ABOUT THIS TASK
Beginning with the line that holds "For each instance of the wrecked", set down each line of the data below through the very last, exactly as given, and nothing beyond that.

ENTRIES SUPPLIED
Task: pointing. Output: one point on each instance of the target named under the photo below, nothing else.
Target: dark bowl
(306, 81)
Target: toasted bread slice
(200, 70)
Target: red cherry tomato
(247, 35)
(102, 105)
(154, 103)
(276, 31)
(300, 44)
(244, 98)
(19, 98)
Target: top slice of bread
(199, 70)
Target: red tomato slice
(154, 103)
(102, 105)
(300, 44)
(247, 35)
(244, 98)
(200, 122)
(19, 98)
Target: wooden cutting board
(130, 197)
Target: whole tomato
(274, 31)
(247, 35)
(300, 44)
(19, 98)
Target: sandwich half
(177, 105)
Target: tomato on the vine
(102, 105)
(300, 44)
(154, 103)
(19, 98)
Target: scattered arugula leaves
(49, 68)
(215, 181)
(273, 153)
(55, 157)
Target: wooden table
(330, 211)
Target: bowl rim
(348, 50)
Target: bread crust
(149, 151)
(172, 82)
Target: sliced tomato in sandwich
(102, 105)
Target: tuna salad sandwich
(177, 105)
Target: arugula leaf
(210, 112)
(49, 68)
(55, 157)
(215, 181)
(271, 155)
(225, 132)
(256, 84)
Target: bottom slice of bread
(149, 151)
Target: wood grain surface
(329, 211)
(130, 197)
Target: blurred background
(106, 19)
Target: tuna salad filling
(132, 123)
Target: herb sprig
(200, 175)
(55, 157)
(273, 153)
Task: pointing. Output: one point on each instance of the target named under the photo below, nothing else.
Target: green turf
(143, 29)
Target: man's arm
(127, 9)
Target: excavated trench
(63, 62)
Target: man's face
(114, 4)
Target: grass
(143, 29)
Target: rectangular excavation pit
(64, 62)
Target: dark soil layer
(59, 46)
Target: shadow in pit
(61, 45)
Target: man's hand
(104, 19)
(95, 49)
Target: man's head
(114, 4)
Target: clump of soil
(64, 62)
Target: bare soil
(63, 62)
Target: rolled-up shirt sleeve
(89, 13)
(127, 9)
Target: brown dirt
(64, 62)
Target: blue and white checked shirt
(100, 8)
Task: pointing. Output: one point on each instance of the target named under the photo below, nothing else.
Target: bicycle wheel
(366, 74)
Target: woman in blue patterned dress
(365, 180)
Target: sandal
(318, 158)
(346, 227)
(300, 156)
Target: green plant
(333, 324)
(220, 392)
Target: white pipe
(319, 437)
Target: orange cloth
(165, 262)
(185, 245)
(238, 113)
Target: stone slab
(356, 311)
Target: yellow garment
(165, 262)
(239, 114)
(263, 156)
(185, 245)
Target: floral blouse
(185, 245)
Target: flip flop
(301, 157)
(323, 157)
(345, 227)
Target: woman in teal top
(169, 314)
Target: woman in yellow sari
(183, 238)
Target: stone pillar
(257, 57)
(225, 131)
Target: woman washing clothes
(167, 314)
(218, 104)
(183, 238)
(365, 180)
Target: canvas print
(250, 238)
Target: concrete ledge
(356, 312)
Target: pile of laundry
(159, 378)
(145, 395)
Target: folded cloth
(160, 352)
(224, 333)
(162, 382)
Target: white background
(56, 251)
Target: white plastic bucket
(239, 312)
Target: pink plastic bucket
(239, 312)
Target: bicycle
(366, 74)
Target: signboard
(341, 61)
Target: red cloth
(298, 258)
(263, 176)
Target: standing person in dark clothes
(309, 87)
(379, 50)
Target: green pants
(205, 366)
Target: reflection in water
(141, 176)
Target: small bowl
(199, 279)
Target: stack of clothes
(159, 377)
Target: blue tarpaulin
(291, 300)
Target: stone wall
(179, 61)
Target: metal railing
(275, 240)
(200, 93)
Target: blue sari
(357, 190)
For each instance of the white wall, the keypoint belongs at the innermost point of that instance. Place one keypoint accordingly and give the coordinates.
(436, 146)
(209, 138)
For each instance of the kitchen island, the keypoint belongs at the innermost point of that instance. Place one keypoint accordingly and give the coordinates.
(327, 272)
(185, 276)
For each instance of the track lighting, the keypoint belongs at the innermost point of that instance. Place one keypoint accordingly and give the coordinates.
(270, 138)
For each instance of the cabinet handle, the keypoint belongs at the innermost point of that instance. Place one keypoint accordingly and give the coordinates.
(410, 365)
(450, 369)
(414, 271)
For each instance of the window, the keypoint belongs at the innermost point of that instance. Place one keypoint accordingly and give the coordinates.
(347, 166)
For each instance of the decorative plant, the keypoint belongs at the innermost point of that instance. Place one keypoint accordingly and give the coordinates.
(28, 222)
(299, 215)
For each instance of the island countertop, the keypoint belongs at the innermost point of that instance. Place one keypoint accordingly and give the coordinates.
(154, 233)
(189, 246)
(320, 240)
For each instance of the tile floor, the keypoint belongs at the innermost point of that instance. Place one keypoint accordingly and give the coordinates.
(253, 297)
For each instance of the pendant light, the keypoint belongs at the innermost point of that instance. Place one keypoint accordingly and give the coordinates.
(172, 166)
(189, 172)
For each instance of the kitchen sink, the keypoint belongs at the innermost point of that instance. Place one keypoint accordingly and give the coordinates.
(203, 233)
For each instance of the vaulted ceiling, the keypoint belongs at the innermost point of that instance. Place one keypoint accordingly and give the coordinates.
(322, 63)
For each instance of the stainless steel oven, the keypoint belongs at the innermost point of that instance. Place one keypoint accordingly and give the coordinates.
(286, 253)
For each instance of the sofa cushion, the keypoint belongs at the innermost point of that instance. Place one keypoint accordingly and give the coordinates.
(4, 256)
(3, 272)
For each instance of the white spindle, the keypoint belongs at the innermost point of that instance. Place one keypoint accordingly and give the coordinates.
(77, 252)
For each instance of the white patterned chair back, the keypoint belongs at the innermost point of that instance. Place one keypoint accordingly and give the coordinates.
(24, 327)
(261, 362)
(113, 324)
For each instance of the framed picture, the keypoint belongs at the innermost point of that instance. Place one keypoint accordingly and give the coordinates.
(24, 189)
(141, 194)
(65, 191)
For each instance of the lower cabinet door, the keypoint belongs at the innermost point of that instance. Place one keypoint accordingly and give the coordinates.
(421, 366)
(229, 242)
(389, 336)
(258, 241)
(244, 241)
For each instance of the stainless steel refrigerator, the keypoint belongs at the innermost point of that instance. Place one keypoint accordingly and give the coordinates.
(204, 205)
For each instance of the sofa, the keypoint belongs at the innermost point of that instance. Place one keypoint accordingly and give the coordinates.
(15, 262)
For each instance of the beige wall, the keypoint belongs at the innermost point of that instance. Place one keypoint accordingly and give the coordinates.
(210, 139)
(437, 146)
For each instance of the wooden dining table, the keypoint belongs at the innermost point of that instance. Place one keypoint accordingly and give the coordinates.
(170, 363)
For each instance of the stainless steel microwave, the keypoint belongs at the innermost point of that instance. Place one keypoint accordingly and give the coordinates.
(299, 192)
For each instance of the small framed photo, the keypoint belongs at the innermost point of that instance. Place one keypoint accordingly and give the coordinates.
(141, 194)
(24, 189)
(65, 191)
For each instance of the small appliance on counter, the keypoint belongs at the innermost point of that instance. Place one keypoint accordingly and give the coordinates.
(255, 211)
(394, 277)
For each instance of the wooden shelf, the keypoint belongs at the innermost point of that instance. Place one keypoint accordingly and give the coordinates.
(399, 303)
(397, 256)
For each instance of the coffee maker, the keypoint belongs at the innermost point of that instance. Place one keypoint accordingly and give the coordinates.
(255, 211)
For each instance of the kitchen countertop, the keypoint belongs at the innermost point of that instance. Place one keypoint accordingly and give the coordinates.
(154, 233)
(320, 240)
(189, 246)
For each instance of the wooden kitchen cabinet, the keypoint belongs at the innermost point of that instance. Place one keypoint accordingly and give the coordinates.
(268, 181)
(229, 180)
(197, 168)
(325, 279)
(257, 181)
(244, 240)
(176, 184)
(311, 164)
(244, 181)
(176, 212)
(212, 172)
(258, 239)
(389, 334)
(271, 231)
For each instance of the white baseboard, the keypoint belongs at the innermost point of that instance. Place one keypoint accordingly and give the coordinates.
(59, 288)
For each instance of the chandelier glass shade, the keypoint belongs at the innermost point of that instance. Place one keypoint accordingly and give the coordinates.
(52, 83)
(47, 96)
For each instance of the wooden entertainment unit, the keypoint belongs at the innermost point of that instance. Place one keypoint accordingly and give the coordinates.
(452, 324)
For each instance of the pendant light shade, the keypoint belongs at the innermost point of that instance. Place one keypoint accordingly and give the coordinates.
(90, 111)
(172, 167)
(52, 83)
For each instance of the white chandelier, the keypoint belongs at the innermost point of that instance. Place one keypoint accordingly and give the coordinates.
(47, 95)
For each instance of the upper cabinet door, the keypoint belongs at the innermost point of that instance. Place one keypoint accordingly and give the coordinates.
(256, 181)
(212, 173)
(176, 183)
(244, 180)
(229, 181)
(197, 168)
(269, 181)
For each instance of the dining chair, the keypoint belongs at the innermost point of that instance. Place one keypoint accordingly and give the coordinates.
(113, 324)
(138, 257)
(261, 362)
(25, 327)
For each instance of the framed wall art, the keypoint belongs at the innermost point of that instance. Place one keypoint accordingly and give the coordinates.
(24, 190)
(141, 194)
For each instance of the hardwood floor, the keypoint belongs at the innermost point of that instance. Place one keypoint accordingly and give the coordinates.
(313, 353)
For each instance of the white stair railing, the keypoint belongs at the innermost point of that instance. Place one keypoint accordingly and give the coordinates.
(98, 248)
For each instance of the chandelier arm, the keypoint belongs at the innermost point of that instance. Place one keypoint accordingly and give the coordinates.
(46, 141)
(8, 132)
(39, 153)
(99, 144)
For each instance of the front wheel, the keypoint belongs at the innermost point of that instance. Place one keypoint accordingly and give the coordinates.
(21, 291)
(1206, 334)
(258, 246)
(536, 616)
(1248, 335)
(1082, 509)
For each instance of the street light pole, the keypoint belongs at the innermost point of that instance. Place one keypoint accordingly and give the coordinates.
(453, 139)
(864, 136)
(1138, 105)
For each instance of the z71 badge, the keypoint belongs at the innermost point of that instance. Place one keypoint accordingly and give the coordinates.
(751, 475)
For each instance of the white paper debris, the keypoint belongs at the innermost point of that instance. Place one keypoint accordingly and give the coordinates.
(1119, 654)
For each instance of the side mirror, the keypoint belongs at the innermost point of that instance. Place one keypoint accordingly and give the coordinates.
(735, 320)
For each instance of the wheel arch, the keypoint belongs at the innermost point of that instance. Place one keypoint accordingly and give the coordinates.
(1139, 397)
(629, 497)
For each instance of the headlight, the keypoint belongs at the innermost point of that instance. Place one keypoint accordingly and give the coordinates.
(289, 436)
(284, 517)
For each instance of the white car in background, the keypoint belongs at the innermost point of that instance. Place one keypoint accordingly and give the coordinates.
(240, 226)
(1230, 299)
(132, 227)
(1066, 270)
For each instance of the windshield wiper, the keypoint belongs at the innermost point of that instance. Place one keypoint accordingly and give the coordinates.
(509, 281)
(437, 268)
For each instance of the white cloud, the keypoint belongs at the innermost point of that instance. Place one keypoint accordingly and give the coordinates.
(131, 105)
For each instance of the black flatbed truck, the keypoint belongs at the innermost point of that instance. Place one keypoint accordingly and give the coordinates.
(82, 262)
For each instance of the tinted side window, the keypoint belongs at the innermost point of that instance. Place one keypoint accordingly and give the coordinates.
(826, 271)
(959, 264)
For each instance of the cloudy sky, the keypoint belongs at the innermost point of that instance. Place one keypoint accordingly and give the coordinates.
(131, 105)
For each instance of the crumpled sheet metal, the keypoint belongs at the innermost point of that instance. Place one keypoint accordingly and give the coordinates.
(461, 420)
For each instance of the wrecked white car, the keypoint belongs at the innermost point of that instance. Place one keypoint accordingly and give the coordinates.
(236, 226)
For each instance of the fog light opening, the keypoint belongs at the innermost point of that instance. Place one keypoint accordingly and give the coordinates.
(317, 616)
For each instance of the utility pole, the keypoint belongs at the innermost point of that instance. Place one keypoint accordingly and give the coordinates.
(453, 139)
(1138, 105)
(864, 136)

YOUR SOLUTION
For each instance of the wrecked white car, the keypoint belongs at the innermost point of that instance. Place one keypoint accordingly and give the coordinates.
(236, 226)
For each instance of the fog light opening, the keypoint belongs at the innermost point of that instance. Place one keypoint accordingly and give the coordinates.
(317, 616)
For each instance of the utility pole, the keypoint belongs at the innermost point of that instance. Place one keypoint accordingly and give the coordinates.
(453, 139)
(1138, 105)
(864, 136)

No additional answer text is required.